WRITTEN REQUEST: Give every entry again, unchanged, and leave its images out.

LISTED ENTRIES:
= = = = =
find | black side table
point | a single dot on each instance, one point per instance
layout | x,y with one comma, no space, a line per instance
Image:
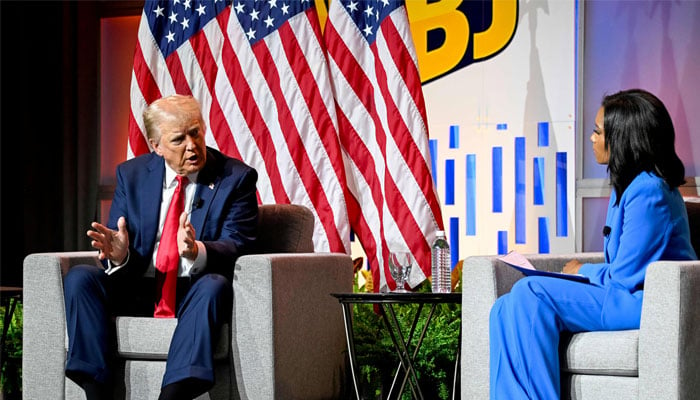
386,302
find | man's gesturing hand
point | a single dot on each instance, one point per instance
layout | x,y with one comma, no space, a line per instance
112,245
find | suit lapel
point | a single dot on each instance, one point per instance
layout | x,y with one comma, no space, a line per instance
152,192
207,185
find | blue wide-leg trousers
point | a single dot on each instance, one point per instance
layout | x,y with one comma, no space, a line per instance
524,332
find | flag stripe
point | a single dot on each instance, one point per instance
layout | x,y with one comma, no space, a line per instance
380,103
333,120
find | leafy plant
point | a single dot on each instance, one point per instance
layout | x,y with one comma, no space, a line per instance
11,377
435,361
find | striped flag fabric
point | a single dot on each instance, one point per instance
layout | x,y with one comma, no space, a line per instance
383,132
259,70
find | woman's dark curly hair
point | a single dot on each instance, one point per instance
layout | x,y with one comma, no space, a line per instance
639,137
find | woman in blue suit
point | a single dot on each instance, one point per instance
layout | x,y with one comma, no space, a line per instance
646,221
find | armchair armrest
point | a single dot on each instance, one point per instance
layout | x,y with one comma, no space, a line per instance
44,325
484,279
668,337
286,327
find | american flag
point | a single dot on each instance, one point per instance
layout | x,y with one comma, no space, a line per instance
383,132
266,84
259,69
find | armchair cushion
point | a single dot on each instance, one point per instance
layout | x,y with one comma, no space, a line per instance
285,325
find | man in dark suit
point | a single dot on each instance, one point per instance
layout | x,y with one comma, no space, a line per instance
217,225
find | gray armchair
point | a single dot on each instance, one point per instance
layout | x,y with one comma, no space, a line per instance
285,341
661,360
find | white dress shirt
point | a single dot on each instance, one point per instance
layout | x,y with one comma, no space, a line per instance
186,266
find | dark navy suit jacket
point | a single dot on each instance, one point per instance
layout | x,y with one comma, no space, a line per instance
224,211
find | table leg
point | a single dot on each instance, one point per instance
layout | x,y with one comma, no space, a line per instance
347,316
457,374
406,359
422,334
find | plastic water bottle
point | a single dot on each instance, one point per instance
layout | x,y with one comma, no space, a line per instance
442,280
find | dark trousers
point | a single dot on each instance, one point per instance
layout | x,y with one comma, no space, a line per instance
94,298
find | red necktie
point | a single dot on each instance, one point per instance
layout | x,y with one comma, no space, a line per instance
168,257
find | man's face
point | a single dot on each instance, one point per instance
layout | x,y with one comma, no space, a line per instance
182,145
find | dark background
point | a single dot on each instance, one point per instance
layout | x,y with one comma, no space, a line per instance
49,125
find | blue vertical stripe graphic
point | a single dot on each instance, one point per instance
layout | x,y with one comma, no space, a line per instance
502,242
543,232
520,190
471,195
450,182
454,136
497,178
454,241
543,134
432,143
562,206
538,181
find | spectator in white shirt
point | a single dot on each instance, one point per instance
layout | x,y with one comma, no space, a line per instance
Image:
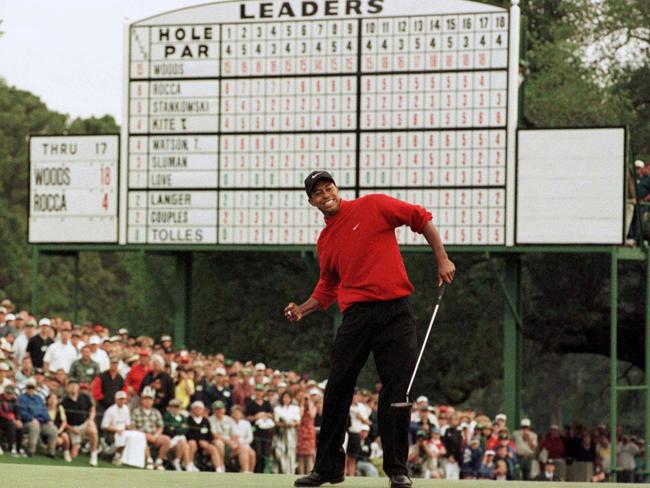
20,344
131,444
99,355
287,418
244,432
60,355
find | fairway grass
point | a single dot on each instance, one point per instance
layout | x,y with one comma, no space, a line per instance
39,476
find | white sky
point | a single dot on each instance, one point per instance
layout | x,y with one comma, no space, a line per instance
69,52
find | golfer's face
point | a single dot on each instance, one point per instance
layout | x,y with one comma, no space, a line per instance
325,197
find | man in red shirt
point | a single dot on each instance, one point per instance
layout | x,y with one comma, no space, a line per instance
361,267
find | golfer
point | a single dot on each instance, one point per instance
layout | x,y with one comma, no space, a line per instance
361,267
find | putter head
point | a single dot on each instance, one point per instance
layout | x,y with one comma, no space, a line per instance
401,405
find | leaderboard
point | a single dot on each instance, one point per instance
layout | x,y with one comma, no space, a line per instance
232,104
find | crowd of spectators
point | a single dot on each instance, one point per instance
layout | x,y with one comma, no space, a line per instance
67,389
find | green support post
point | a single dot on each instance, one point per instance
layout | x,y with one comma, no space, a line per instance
647,363
182,297
35,255
512,342
613,355
75,290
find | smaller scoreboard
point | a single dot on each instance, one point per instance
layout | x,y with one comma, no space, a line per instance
73,196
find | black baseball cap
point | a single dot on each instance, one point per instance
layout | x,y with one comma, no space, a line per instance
314,177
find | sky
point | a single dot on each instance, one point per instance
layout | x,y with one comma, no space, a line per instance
70,52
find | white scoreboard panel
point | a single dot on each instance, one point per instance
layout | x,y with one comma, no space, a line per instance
73,191
231,104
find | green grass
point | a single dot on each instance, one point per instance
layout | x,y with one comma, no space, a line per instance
26,473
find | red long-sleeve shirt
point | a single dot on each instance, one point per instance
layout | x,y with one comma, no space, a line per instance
358,251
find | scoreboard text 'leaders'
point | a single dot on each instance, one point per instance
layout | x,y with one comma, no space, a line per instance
231,104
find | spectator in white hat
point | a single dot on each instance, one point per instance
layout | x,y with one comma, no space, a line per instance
60,354
525,447
37,345
98,355
130,444
20,343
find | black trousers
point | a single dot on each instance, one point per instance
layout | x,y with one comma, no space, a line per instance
388,331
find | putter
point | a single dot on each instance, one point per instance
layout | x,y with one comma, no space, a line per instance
408,403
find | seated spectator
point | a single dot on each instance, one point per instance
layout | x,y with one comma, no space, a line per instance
57,414
161,382
244,432
525,447
175,427
364,466
84,370
130,444
421,457
36,421
487,467
80,413
549,473
223,431
105,386
287,418
147,419
199,436
10,425
472,456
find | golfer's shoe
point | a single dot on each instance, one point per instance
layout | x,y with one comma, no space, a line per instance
316,479
400,481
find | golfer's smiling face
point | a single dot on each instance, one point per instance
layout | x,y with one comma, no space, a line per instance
325,197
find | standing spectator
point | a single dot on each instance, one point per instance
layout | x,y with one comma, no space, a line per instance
20,343
147,419
35,419
161,382
60,354
175,427
199,437
243,391
219,390
37,345
453,438
359,415
80,414
259,413
627,451
105,386
84,370
184,386
98,355
364,466
486,470
57,414
287,418
10,424
472,456
549,473
306,448
243,430
136,375
222,428
525,447
554,447
130,444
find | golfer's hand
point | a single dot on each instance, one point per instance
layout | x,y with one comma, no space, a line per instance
292,313
446,270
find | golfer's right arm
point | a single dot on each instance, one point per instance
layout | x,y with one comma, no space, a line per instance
295,313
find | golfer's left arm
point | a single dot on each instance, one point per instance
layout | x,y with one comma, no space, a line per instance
446,268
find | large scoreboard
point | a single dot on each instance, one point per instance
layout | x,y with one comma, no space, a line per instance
229,106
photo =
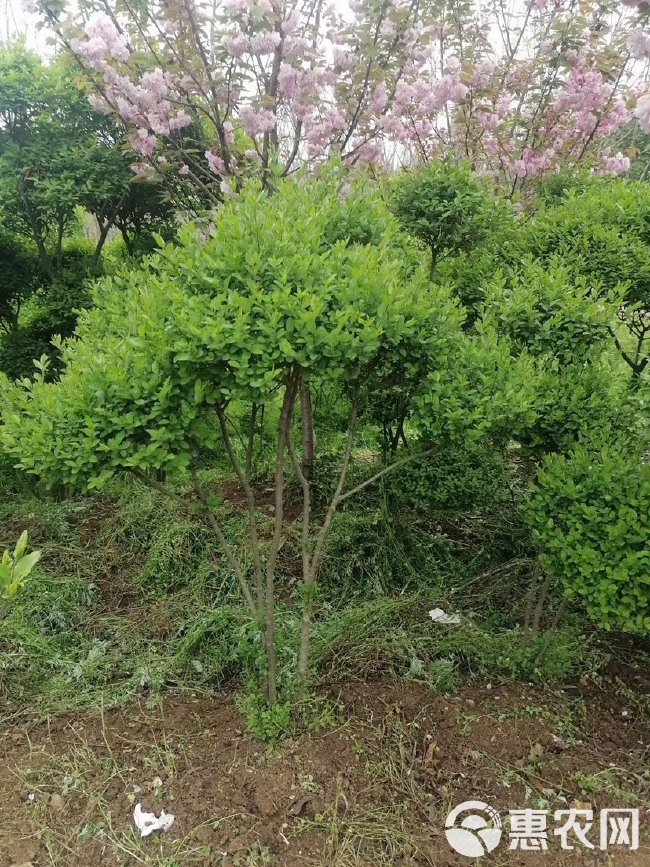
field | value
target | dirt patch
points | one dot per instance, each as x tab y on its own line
372	791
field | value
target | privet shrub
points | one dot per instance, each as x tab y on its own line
551	319
590	517
454	479
443	205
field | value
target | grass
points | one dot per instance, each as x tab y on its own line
132	597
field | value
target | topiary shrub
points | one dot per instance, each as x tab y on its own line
452	480
590	517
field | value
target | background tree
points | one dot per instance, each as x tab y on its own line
442	205
215	92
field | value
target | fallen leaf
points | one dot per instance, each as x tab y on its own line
431	754
56	802
298	805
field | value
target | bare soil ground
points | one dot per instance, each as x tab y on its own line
373	789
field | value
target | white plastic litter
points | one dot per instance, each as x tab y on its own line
439	616
147	823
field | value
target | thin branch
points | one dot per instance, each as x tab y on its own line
384	472
250	499
230	555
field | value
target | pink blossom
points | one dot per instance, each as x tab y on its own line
639	43
215	163
100	104
290	24
642	112
180	121
379	99
256	122
482	73
144	143
229	132
502	106
287	82
344	60
369	152
487	120
235	45
103	37
265	43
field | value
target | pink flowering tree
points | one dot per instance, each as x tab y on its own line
211	93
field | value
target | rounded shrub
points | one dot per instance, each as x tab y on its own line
= = = = =
WRITTEN ANSWER:
find | black side table
point | a single dot on each instance, one point per instance
layout | x,y with one comma, no space, a line per instance
Image:
386,302
find | man's gesturing hand
point | a single dot on each instance, one point per instance
layout | x,y with one comma, no space, a line per instance
112,245
find | suit lapel
point | a single dot on each instance, one point per instance
layout | x,y with one comma, no space, a line per instance
152,192
207,185
find | blue wide-leg trousers
point | a single dot on each instance, one point per instance
layout | x,y with one comma, no space, a line per instance
524,332
find | flag stripe
point | a single dot on each instance, one point per instance
layout | x,y with one comma, no space, a line per instance
380,103
333,120
find | leafy plant
point | a single dot on each instance, one point per instance
layout | x,y with one comma, no space, a line per instance
11,377
435,361
find | striped flag fabric
point | a single dot on each instance, one point per instance
layout | x,y with one comma, no space, a line per instance
383,132
259,70
find | woman's dark curly hair
point | a single dot on each instance, one point per instance
layout | x,y with one comma, no space, a line per instance
639,137
find | woman in blue suit
point | a single dot on each instance, one point per instance
layout | x,y with one comma, no space, a line per instance
646,221
find | armchair armrest
point | a single dot on each instance, one point per instance
layout | x,y with one comma, no space, a line per instance
44,325
484,279
668,337
286,327
find | american flag
point | a single dot on each instance, one point per instance
layout | x,y with one comma, no space, a line per instance
383,132
266,84
259,69
find | armchair cushion
point | a single dot on each instance, one point per instance
layout | x,y with one comma, no space, a line per instance
285,325
find | man in dark suit
point | a single dot on each instance, one point per instance
layout | x,y with one comma, no space, a line per instance
217,225
find | gray armchair
point | a single dot on each instance, one point per instance
layout | x,y with one comma, no space, a line per instance
285,341
661,360
find | white dress shirt
point | a single dot on each instance, one point per instance
layout | x,y with one comma, no space, a line per instance
186,266
find | dark navy suit jacket
point | a single dot on each instance, one point per instance
layout | x,y with one comma, no space, a line per instance
224,211
find | table leg
point | a single dot on each instance, one point per instance
layout | x,y with one comma, no space, a line per instance
347,316
457,374
406,359
422,334
find | plastic water bottle
point | a single dot on each instance, one point per instance
layout | x,y with one comma, no space, a line per instance
442,280
find | dark trousers
point | a single dot on each instance, one point per instance
layout | x,y with one comma, no space, a line per instance
94,298
find | red necktie
point | a single dot on each instance, one point per instance
layout | x,y with one comma, no space, a line per instance
168,257
find | man's face
point | a single dot on each instance, one point per instance
layout | x,y with one comma, no space, a line per instance
182,145
find | dark background
point | a single dot on each instance, one point per instance
layout | x,y with one comma, no space, a line per instance
49,125
find | blue vertical stripe graphic
point | a single dot on each instance, one point per instance
layout | x,y with one comma, no space, a line per instance
502,242
543,232
520,190
471,195
450,182
454,136
497,178
454,241
543,134
432,143
562,206
538,181
find | spectator in white shirt
point | a single dot on each instance, one point per instance
layout | x,y with one comma, no space, a line per instance
Image:
20,344
131,444
99,355
287,418
244,432
60,355
find | fairway grass
point | a single dot on each instance, one point per instance
layout | x,y with one comma, no space, a line per instance
39,476
find | white sky
point | a single dot on each instance, one point per instance
layout | x,y with one comma, no space, a line per instance
69,52
find | golfer's face
point | a single dot on each instance, one point per instance
layout | x,y with one comma, no space, a line per instance
325,197
find | man in red shirt
point | a single dot on each instance, one point per instance
layout | x,y with one comma, no space, a line per instance
361,267
find | golfer
point | a single dot on each instance, one point per instance
layout | x,y with one comma, no space, a line per instance
361,267
find | putter head
point | a single dot on each instance, one point per instance
layout | x,y with one comma, no space, a line per instance
401,405
find | leaderboard
point | a single dot on each instance, one point per instance
layout | x,y with one comma, no space, a line per instance
232,104
find | crowd of spectators
point | a single dot on each instance, one point per instance
layout | x,y with one comma, no space, a line per instance
67,389
find | green support post
point | a single dot on each instance, one point per instance
layout | x,y with one comma, no space, a line per instance
647,363
182,297
35,255
512,342
613,355
75,290
find | smaller scoreboard
point | a single dot on each instance, one point per instance
layout | x,y with one comma, no space, a line per instance
73,196
find | black baseball cap
point | a single dot on each instance, one point per instance
layout | x,y with one comma, no space, a line per instance
314,177
find | sky
point | a single dot on each instance, one point per instance
layout | x,y with one comma, no space, a line per instance
70,52
find | white scoreboard panel
point | a single dot on each instance, one point per instance
layout | x,y with one comma, no space, a line per instance
73,191
231,104
find | green grass
point | a single dot on each instance, one point per instance
layout | x,y with one comma, no space, a line per instance
26,473
find | red long-sleeve shirt
point | a single dot on each instance, one point per instance
layout | x,y with one comma, no space, a line per instance
358,251
find | scoreboard text 'leaders'
point | a single dot on each instance, one point per instance
layout | x,y with one comma, no space, a line per instance
231,104
find | spectator in white hat
point | a single dot on each instance, one point per instance
layout | x,y with one comma, no space, a line per instance
60,354
525,447
37,345
98,355
130,444
20,343
find | black trousers
point | a single dot on each instance, one point per instance
layout | x,y with one comma, no space, a line per instance
388,331
find | putter
point | a single dot on each instance, one point per instance
layout | x,y with one comma, no space, a line per instance
408,403
find | seated spectator
point | a single dot on each instance, one point per instance
layout | x,y with one comma, no space, a line per instance
57,414
161,382
244,432
525,447
175,427
364,466
84,370
130,444
421,457
36,421
487,467
80,413
549,473
223,431
105,386
287,418
147,419
199,436
10,425
472,456
find | golfer's shoe
point | a single dot on each instance, one point per instance
layout | x,y with one comma, no space, a line per instance
316,479
400,481
find | golfer's smiling face
point | a single dot on each instance, one point per instance
layout | x,y with one comma, no space, a line per instance
325,197
find | standing spectator
point | a single dot on each instance, one point per instance
layout | x,y with one comma, no space, a line per instance
20,343
147,419
35,419
161,382
60,354
175,427
199,437
243,391
219,390
37,345
453,438
359,415
80,414
259,413
627,451
105,386
84,370
184,386
98,355
364,466
486,470
57,414
287,418
10,424
472,456
549,473
306,448
243,430
136,375
222,428
525,447
554,447
130,444
find | golfer's hand
point | a single dot on each instance, one point per instance
layout | x,y with one comma, no space, a line per instance
292,313
446,270
find | golfer's right arm
point | a single dot on each instance, one point per instance
layout | x,y with one comma, no space, a line per instance
295,313
find | golfer's left arm
point | a single dot on each instance, one point per instance
layout | x,y with one comma, no space, a line per instance
446,268
find | large scoreboard
point | a single dot on each instance, one point per instance
layout | x,y with one comma, no space, a line per instance
229,106
photo =
field | value
target | dirt patch
points | one dot per instance, each as x tab y on its own line
372	791
field | value
target | privet shrub
points | one dot per instance, each as x tab y on its own line
551	319
590	517
454	479
443	205
field | value
target | grass
points | one dot per instance, each as x tab y on its own line
132	597
field | value
target | topiary shrub
points | one dot per instance, each as x tab y on its own line
452	480
590	517
field | value
target | background tree
points | one dot per instance, each as x tab y on its own line
442	205
215	92
field | value
target | fallen leaf
points | one dot per instance, each as x tab y on its own line
431	754
56	802
298	805
field | value
target | bare soil ground
points | one dot per instance, each as x tab y on its own line
373	789
field | value
target | white plastic litter
points | one dot per instance, each as x tab y on its own line
439	616
147	823
field | value
target | thin branch
points | one dot per instance, each as x tab y on its own line
384	472
250	499
230	555
field | value
target | pink blossom
points | one dot per instance, each as x tab y on its own line
639	43
215	163
100	104
290	24
642	112
180	121
379	99
256	122
482	73
144	143
229	132
502	106
287	82
344	60
369	152
487	120
235	45
103	37
265	43
field | value
target | pink flowering tree
points | one dot per instance, each as x tab y on its own line
211	93
field | value
target | rounded shrub
points | one dot per instance, each as x tab y on its own line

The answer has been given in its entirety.